◆ **Direction**
Transcribe word for word the section of the forum post on image metadata below that begins with "I have a large" and ends with "the different fields.".

** start Supplied passage **

I have a large (~2.5M records) data base of image metadata. Each record represents an image and has a unique ID, a description field, a comma-separated list of keywords (say 20-30 keywords per image), and some other fields. There's no real database schema, and I have no way of knowing which keywords exists in the database without iterating over every image and counting them. Also, the metadata comes from several different suppliers, who each have their own ideas about how to fill out the different fields.
There are some things I would like to do with this metadata, but since I'm totally new to this kind of algorithms I don't even know where to begin looking.
- Some of these images have certain usage restrictions on them (given in text), but each supplier phrase them differently, and there is no way to guarantee consistency. I'd like to have a simple test I could apply to an image that gives an indication if that image is free from restrictions or not. It doesn't have to be perfect, just 'good enough'. I suspect I could use some kind Bayesian filter for this, right? I could train the filter with a corpus of images that I know are either restricted or restriction-free, and then the filter would be able to make predictions for the rest of the images? Or are there better ways?
- I would also like to be able to index these images according to 'keyword likeness', so that if I have one image, I could quickly tell which other images it shares the most keywords with. Ideally, the algorithm would also take into account that some keywords are more significant than others and weigh them differently. I don't even know where to start looking here, and would be very glad for any pointers :)
I'm working primarily in Java, but language choice is irrelevant here. I'm more interested in learning what approaches would be best for me to start reading up on. Thanks in advance :)

** end Supplied passage **
** start Given information **

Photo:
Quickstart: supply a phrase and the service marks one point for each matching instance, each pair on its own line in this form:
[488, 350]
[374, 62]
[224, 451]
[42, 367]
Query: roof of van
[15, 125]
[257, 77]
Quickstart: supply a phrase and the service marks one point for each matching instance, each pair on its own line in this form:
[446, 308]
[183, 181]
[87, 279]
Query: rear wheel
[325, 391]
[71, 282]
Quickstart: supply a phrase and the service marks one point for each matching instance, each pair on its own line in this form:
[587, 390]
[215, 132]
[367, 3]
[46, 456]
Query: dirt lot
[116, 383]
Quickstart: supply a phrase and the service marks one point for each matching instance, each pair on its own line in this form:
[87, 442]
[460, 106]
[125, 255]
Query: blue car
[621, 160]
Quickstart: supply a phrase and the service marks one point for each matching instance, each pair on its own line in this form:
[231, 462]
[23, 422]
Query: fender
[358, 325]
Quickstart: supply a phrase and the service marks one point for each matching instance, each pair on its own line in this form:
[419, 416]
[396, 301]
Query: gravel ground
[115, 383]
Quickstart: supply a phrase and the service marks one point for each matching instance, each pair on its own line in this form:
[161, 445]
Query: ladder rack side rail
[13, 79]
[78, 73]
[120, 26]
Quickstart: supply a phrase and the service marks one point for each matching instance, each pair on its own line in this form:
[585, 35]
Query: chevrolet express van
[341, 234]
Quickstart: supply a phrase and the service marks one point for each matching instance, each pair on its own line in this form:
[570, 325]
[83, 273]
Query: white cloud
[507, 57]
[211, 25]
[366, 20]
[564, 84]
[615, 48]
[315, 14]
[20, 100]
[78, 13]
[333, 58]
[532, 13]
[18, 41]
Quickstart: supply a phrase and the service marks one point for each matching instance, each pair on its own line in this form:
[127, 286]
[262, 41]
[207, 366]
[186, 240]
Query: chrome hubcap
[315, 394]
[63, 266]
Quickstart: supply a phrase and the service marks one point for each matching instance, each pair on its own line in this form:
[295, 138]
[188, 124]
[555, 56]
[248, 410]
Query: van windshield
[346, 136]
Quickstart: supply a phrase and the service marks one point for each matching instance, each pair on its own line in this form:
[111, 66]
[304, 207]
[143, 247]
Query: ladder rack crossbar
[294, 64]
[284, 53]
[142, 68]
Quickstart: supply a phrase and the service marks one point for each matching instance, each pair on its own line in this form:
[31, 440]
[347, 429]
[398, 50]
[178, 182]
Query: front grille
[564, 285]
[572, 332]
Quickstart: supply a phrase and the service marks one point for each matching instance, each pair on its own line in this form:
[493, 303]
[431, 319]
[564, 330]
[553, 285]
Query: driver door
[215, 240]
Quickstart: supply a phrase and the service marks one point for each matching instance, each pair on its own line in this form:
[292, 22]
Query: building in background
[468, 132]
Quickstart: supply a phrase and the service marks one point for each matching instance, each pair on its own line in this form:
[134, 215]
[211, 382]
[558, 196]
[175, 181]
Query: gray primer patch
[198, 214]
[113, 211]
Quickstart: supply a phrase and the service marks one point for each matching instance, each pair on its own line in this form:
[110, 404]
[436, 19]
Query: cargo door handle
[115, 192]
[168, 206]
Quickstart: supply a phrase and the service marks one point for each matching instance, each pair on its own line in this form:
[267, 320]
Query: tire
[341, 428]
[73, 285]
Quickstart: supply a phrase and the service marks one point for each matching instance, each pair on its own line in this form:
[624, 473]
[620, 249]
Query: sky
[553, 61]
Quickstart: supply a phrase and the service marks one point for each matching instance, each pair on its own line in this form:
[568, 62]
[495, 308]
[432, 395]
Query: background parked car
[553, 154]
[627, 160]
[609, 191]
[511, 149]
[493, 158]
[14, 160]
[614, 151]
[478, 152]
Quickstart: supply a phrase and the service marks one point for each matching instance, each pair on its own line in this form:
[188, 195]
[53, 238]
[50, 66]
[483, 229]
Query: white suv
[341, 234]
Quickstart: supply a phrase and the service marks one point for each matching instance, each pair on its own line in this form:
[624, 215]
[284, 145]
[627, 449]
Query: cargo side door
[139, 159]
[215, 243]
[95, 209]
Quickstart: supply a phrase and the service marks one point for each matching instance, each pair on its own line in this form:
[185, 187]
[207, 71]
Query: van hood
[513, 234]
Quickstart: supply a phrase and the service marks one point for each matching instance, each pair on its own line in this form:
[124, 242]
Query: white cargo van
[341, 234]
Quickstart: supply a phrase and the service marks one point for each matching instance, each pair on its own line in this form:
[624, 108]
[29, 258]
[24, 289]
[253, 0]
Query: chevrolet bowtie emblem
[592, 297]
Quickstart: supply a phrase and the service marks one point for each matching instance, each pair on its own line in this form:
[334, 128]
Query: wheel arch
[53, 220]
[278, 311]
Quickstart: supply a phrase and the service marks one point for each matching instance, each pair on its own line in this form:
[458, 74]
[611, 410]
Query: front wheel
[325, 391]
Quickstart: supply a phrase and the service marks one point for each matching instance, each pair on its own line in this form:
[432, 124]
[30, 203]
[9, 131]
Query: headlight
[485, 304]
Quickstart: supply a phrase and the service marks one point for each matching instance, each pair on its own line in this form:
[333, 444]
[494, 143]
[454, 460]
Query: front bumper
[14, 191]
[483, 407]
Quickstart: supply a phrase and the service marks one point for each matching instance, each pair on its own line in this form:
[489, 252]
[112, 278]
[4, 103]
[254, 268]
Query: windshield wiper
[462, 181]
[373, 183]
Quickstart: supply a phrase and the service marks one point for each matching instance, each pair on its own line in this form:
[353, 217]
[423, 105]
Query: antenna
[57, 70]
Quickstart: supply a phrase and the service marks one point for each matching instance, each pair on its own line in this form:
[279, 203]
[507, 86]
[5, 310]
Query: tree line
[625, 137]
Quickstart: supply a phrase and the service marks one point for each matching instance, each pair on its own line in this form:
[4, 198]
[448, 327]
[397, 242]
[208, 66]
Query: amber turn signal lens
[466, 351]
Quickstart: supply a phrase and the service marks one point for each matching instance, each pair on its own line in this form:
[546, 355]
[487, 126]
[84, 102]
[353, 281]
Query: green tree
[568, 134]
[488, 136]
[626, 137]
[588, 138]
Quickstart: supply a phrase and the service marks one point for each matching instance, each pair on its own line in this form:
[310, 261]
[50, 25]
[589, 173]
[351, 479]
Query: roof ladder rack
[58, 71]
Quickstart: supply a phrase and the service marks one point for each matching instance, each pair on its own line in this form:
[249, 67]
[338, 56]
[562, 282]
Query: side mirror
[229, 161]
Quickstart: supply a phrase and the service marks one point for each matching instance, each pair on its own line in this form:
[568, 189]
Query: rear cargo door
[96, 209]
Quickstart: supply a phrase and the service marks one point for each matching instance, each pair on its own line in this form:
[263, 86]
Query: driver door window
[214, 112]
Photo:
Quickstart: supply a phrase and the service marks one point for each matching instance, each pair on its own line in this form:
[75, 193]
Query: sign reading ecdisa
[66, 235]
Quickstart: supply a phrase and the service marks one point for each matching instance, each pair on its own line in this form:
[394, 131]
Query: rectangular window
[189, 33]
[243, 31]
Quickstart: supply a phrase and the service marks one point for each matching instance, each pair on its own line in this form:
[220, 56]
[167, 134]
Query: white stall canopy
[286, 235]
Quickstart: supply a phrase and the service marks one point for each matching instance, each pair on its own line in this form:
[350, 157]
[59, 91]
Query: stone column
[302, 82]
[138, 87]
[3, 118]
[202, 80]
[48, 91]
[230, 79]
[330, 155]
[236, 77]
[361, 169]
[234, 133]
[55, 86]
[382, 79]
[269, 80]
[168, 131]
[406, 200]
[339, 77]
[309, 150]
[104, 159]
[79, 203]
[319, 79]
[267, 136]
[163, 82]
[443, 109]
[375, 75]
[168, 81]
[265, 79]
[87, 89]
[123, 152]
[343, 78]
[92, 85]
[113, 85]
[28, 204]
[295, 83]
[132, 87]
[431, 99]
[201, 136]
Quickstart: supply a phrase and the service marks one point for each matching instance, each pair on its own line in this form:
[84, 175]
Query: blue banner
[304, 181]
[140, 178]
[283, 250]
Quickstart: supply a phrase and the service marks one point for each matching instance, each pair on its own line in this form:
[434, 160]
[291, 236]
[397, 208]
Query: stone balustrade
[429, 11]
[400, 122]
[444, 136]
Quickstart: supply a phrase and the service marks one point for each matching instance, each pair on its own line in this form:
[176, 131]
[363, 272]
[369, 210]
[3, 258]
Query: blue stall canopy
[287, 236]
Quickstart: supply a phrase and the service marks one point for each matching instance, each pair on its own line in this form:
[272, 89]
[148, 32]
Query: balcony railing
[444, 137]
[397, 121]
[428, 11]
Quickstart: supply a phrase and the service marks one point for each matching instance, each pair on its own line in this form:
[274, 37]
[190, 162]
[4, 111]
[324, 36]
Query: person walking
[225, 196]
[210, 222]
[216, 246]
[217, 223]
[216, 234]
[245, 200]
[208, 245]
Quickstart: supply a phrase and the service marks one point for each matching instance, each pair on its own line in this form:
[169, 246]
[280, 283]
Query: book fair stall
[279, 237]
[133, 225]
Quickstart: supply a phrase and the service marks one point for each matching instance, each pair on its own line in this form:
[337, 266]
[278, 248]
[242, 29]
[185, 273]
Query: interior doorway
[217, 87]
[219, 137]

** end Given information **

◆ **Answer to the task**
I have a large (~2.5M records) data base of image metadata. Each record represents an image and has a unique ID, a description field, a comma-separated list of keywords (say 20-30 keywords per image), and some other fields. There's no real database schema, and I have no way of knowing which keywords exists in the database without iterating over every image and counting them. Also, the metadata comes from several different suppliers, who each have their own ideas about how to fill out the different fields.